◆ SET EXERCISE: State how many of the lines below contain the word "bird". Give only the number.

◆ SOURCE RECORDS:
◆ ◆ ◆ ◆

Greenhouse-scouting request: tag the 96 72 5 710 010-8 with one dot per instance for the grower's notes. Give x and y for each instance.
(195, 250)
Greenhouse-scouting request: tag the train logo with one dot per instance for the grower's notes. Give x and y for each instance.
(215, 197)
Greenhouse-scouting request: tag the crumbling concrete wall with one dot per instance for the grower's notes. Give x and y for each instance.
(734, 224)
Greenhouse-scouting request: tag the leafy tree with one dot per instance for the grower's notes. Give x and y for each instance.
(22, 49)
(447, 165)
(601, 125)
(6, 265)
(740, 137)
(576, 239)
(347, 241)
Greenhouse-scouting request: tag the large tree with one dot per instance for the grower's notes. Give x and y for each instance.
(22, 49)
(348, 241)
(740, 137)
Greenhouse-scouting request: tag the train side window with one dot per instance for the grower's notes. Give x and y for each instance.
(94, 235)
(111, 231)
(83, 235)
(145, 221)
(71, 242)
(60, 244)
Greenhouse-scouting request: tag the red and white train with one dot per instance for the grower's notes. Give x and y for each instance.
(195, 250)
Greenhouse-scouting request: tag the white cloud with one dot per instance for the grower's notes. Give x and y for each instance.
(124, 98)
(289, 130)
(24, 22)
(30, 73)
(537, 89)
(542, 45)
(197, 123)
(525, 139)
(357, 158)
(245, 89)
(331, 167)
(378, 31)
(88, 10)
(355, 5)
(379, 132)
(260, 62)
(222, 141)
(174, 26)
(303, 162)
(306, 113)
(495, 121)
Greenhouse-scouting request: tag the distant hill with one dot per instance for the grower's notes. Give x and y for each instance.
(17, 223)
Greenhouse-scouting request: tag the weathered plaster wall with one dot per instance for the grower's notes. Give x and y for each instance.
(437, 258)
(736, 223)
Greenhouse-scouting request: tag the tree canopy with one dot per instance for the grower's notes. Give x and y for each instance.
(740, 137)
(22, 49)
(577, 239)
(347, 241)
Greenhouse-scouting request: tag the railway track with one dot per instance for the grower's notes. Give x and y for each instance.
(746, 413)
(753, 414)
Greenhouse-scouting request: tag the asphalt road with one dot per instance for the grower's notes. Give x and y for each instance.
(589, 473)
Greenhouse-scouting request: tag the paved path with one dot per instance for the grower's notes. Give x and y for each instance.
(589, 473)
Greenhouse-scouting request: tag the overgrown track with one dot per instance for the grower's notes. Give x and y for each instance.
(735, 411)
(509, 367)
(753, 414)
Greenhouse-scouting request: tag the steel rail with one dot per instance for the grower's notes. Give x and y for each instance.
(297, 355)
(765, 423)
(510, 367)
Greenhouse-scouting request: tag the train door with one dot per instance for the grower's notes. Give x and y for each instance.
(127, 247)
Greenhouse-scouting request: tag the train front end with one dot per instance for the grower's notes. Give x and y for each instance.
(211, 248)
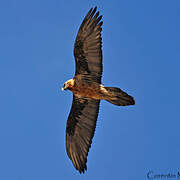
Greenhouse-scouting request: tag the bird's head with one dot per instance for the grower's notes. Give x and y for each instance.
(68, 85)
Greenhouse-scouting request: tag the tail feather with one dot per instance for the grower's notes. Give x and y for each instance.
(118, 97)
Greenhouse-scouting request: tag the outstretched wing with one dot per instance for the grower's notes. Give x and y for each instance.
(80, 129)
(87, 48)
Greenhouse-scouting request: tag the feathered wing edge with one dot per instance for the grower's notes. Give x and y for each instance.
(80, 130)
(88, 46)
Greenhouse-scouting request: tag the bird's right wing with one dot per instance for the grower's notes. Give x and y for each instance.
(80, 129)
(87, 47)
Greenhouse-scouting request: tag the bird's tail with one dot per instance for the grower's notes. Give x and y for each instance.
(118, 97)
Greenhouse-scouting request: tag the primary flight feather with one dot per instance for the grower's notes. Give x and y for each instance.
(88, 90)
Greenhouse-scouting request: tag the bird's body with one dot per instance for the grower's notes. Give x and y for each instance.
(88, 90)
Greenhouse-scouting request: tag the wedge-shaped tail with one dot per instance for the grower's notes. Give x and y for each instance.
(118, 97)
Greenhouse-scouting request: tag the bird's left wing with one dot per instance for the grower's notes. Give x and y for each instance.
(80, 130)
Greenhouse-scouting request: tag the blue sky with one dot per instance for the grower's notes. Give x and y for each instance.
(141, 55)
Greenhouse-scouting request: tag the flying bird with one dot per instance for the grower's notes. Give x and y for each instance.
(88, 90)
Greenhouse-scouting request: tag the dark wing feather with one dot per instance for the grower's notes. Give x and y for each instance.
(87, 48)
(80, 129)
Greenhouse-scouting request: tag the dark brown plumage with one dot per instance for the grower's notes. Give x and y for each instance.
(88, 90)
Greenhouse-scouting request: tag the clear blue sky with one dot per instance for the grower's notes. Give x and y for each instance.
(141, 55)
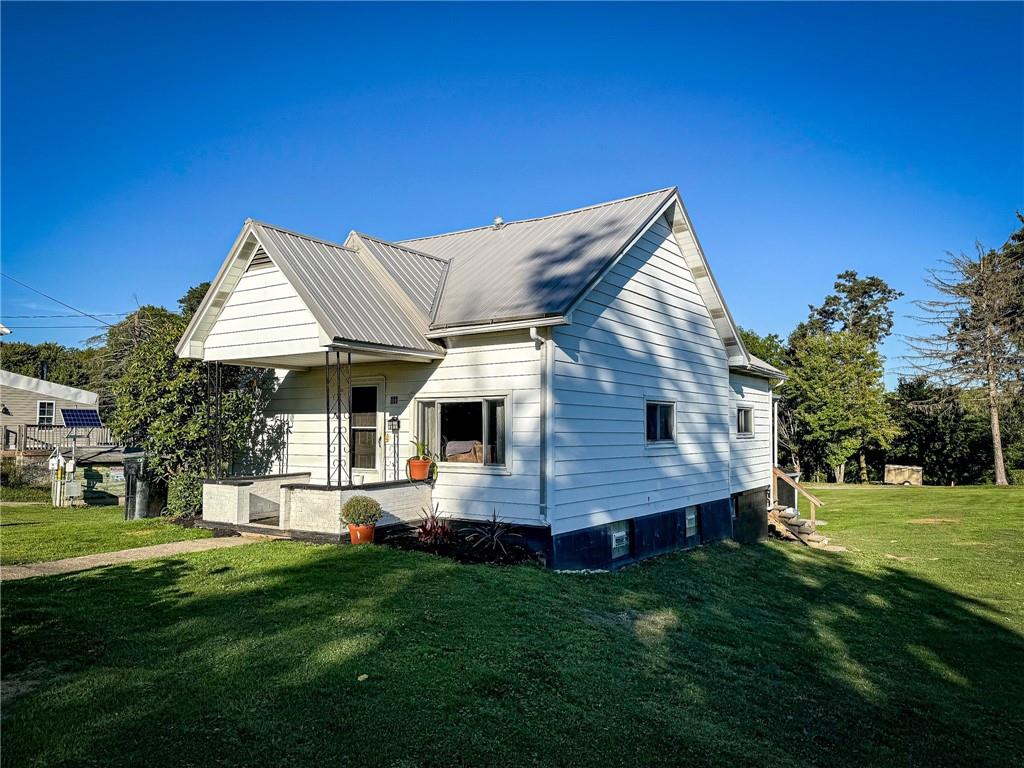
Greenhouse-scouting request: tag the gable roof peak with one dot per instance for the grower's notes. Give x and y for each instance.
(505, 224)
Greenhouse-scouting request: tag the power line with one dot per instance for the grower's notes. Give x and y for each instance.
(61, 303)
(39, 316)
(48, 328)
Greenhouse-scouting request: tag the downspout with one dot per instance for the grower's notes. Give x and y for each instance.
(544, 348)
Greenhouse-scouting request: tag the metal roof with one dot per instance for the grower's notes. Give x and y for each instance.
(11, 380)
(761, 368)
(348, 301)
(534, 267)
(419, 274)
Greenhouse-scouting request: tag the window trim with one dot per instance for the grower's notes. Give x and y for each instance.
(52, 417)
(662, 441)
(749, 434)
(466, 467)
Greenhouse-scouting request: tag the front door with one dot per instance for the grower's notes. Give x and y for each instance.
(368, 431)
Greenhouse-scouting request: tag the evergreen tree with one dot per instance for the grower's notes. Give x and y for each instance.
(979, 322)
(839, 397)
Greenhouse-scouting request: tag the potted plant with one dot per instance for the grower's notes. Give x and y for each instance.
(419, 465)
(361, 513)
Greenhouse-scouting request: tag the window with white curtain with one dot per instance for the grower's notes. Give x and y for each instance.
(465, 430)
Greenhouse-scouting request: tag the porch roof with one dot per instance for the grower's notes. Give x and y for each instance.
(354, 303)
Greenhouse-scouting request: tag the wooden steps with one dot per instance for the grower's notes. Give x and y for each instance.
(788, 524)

◆ ◆ ◆ ◆

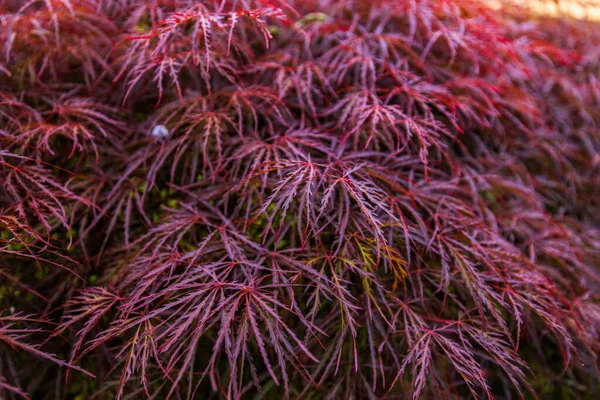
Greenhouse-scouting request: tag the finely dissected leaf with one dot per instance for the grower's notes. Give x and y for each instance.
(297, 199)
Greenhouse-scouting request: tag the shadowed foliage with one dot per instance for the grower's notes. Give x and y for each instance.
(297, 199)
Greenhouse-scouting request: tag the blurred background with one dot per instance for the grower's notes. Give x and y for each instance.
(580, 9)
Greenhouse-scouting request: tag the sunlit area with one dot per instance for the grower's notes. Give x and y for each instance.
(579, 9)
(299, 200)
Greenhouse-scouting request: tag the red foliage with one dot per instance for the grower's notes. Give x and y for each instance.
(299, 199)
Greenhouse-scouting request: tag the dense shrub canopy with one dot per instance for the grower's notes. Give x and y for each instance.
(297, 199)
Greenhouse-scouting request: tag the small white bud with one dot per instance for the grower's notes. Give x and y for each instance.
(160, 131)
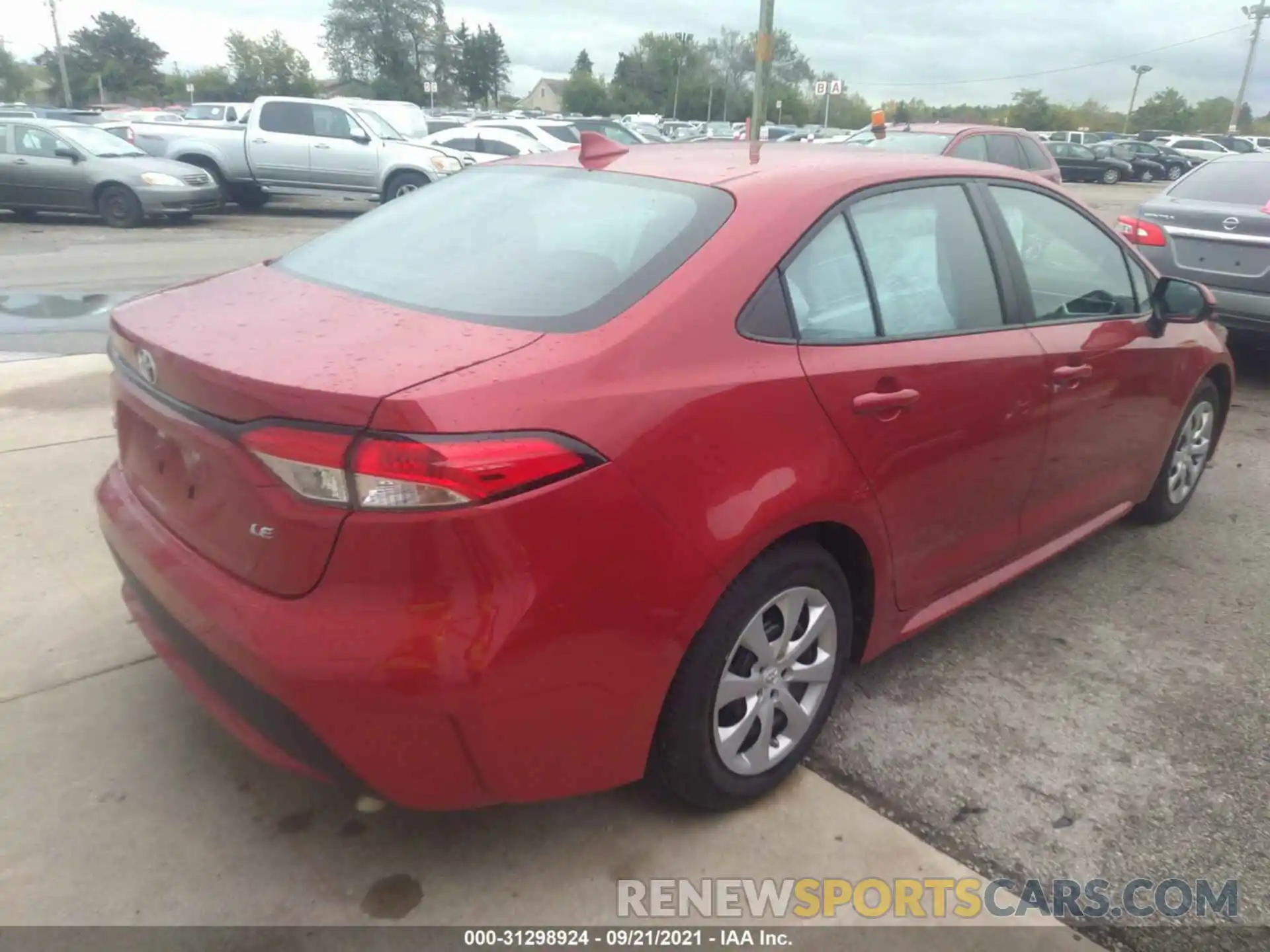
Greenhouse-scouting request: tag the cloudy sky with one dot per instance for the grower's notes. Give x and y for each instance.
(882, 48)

◆ ◆ ◆ ◆

◆ COMPLETE RESPONSE: 6